■ **TO BE DONE**:
Rewrite the stretch from the line containing "Target = shadow on wall" through the end of the records, including every request line, and add 137 to each coordinate in the answer points. Leave the pictures out of your answer.

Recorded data
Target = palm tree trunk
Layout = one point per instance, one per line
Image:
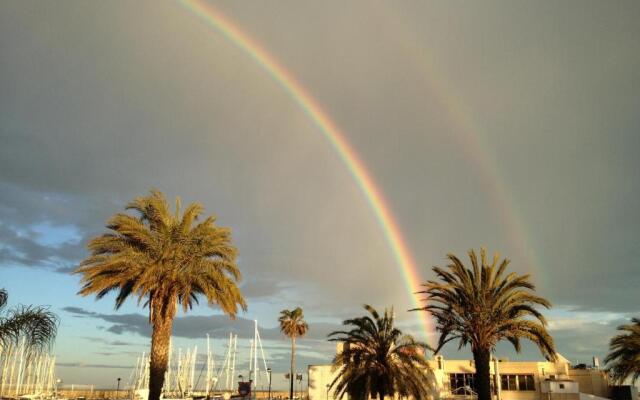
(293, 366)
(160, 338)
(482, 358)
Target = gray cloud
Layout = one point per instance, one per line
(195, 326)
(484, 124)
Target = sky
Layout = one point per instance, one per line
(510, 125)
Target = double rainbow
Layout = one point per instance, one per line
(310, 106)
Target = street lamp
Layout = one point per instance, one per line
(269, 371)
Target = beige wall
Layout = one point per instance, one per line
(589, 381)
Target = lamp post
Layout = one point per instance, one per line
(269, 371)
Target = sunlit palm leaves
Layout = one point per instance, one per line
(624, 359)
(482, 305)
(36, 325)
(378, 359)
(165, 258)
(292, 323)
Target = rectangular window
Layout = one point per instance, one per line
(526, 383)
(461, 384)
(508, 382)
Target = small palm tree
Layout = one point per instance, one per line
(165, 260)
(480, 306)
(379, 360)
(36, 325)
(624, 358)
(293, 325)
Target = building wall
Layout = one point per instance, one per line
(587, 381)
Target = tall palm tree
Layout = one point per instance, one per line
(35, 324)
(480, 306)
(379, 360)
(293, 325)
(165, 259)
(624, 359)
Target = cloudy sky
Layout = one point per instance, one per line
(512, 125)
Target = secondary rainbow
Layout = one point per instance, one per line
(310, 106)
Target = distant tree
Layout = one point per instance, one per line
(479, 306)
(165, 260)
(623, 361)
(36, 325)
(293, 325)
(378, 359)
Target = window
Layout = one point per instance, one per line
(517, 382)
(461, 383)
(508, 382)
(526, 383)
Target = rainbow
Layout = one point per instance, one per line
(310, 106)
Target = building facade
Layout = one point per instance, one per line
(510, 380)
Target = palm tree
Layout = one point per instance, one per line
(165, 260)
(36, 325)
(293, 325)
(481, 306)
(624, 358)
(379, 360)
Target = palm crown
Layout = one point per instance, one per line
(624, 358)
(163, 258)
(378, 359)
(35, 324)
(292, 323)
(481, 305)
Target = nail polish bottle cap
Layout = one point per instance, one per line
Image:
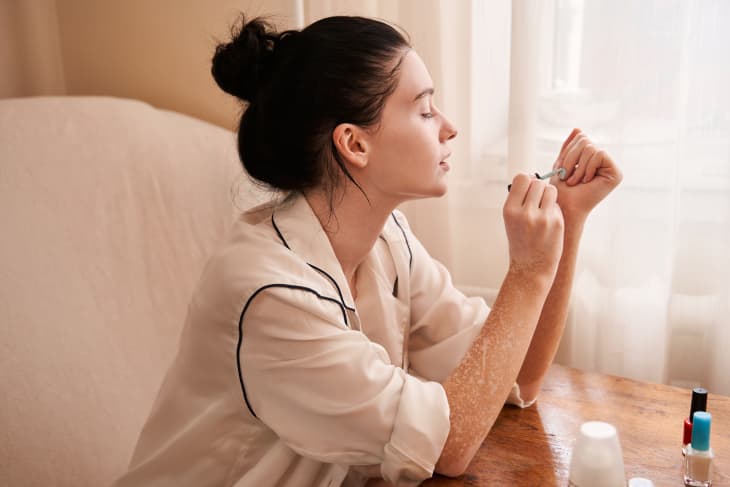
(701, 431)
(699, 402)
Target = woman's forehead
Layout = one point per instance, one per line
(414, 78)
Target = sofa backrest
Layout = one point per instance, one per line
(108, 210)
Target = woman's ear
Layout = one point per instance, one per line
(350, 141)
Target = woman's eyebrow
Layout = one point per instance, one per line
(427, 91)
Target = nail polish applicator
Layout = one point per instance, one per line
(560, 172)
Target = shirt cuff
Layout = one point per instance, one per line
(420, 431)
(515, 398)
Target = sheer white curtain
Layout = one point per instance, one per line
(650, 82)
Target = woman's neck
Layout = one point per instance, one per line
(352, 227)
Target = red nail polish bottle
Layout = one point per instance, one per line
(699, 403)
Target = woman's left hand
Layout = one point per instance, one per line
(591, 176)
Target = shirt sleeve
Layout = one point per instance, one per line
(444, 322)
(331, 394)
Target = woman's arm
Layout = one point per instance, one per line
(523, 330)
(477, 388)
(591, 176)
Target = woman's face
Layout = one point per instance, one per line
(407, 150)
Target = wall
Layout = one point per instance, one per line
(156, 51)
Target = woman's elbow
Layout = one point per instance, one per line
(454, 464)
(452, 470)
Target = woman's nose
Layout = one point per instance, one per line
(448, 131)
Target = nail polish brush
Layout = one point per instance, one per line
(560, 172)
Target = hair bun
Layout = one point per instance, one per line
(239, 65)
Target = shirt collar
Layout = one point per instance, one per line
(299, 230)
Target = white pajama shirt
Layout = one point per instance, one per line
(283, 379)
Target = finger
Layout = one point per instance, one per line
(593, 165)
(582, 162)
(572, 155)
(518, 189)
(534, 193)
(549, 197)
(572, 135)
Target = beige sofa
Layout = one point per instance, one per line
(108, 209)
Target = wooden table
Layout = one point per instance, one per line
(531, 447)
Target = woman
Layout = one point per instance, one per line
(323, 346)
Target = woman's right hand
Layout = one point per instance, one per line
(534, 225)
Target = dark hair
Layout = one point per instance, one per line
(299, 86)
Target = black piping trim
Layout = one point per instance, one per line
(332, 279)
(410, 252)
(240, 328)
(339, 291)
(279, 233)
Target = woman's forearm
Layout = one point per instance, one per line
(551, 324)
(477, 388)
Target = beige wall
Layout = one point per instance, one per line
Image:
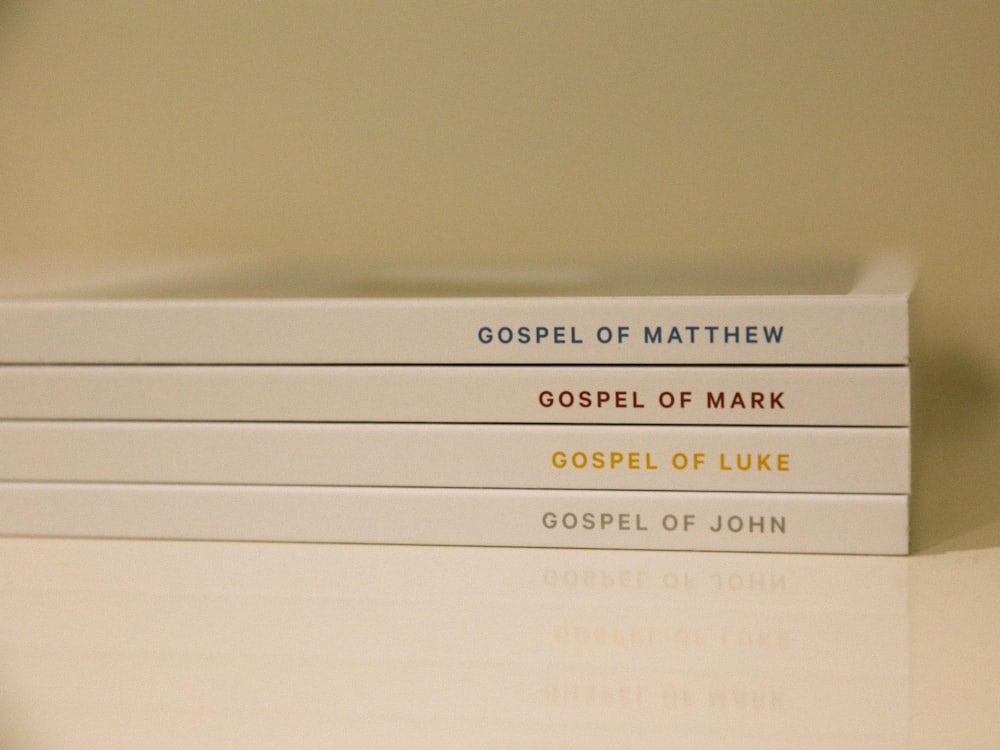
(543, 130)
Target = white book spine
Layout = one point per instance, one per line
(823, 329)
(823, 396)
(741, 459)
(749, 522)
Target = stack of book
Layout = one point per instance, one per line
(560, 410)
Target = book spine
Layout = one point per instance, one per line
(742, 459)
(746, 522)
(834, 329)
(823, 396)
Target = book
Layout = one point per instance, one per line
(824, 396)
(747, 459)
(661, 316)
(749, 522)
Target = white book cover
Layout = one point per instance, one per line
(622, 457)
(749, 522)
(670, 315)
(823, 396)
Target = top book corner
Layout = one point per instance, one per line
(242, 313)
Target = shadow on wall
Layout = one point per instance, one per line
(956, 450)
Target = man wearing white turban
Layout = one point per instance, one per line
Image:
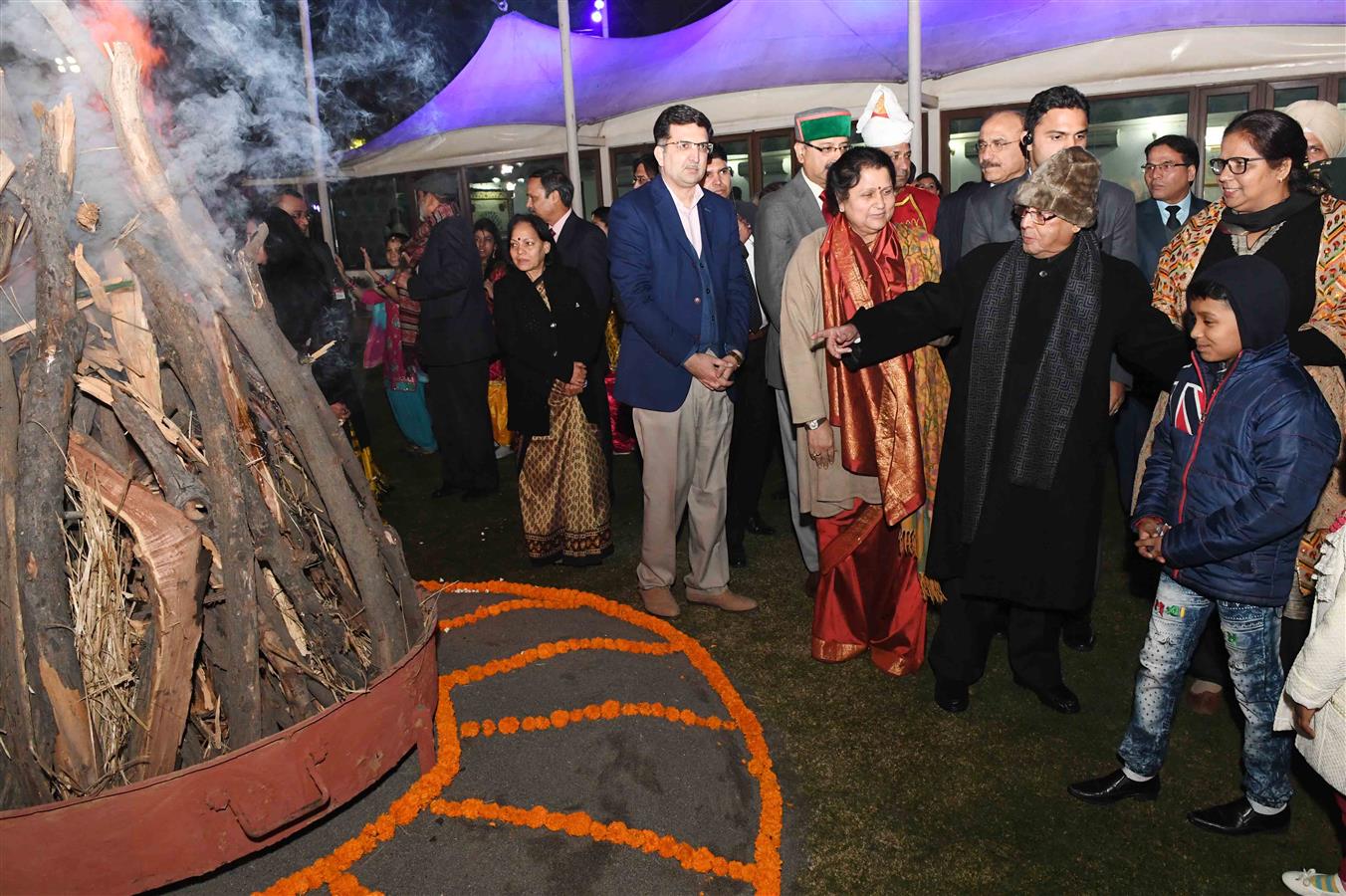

■ **ANSWER IN FULL**:
Target = shadow on wall
Layout = one point per instance, one per line
(1093, 587)
Target = man wearing white turban
Layout = one point per instance, one per line
Image:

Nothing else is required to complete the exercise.